Other big banks, including Commerzbank, BayernLB and WestLB, have also called their exposure to Ireland relatively minor. ”

I guess 400m is petty cash to DB but why do we keep reading that UK, French and German banks are owed billions upon billions? Who’s spoofing who here?

Are these the first comments directly attributable to an EU official (albeit a spokeperson rather than a Commissioner)? If the EU decides that Ireland cannot, or should not, default/haircut seniors, then surely it starts to become an EU issue/problem, rather than just an Irish one?

@seafoid

“There seems to be a lot of misinformed comment including over the political risk of passing the budget.”

Can you say more about this?
–What’s the perceived political risk?
–What’s the actual situation in your opinion?

@Caesar

Thank you for the “Brady plan” link.

Do you think this is under active consideration?

If not, why is it not being considered?
How high are the barriers?

@Eoin,

It has been an EU issue/problem for some time, but it became one formally when the cavalry rode into town last Thursday. Prior to that the ECB was only providing liquidity, DG COMP was looking at state-aid issues in capital transfers to the banks and DG ECFin was looking at any progress towards adherence to the G&SP. We’re now in a different frame of reference and different legal and politcial instruments may be applied.

> **Data shown**
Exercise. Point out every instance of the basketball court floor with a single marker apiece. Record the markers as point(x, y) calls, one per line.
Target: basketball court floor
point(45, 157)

> **Task description**
Do the following statements agree with the comment thread on bank exposure to Ireland? Answer yes or no for each, and quote the words of the thread that decide it.
1. Commerzbank, BayernLB and WestLB have described their exposure to Ireland as relatively minor.
2. The reply to Eoin says the matter became an EU issue only after last Thursday.
3. Before last Thursday, the ECB was providing only liquidity.

> **Correct result**
1. Yes: "Other big banks, including Commerzbank, BayernLB and WestLB, have also called their exposure to Ireland relatively minor."
2. No: "It has been an EU issue/problem for some time, but it became one formally when the cavalry rode into town last Thursday."
3. Yes: "Prior to that the ECB was only providing liquidity"